'''
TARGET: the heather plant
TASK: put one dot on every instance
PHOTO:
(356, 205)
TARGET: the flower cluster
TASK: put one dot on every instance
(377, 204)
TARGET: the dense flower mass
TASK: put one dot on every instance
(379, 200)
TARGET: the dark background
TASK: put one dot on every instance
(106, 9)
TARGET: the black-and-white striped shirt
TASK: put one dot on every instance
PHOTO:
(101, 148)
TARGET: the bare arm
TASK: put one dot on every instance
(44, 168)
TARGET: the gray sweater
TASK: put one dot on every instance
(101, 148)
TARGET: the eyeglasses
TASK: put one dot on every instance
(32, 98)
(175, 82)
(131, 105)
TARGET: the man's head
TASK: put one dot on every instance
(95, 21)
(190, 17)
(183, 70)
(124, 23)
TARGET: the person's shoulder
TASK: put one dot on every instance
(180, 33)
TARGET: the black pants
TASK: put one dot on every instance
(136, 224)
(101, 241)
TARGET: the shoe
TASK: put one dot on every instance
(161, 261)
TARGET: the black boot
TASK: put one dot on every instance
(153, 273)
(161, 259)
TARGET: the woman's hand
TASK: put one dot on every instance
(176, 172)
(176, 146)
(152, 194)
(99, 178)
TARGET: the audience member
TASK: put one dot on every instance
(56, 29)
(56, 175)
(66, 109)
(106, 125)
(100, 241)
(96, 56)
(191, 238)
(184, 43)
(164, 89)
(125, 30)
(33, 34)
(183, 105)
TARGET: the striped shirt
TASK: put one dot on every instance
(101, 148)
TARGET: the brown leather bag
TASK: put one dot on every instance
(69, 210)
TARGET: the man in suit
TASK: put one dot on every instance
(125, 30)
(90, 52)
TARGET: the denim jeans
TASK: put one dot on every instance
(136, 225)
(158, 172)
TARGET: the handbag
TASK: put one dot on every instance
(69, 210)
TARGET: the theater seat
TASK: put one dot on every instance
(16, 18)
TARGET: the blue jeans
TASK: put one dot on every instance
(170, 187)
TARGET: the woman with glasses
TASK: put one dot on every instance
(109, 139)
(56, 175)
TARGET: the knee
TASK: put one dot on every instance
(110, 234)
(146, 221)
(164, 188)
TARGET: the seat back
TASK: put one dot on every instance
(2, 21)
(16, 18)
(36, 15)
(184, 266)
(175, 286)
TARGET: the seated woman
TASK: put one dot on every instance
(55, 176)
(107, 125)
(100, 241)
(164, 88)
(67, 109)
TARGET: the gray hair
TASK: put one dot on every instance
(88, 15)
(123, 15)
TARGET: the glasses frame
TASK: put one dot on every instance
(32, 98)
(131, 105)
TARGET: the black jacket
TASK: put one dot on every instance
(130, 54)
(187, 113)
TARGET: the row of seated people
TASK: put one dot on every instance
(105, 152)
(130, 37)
'''
ACTIVITY: From the records above, quote only the lines running from the line with "TARGET: the man in suit" to the line with "TARGET: the knee", both lines included.

RESPONSE:
TARGET: the man in suit
TASK: put one dot on every instance
(125, 30)
(90, 52)
TARGET: the denim jeans
TASK: put one dot on every instance
(136, 225)
(158, 172)
TARGET: the handbag
TASK: put one dot on every instance
(69, 210)
TARGET: the theater seat
TASK: put one dot on every instance
(16, 18)
TARGET: the blue jeans
TASK: put one dot on every instance
(170, 187)
TARGET: the woman with glasses
TASK: put one dot on every instance
(109, 139)
(56, 175)
TARGET: the knee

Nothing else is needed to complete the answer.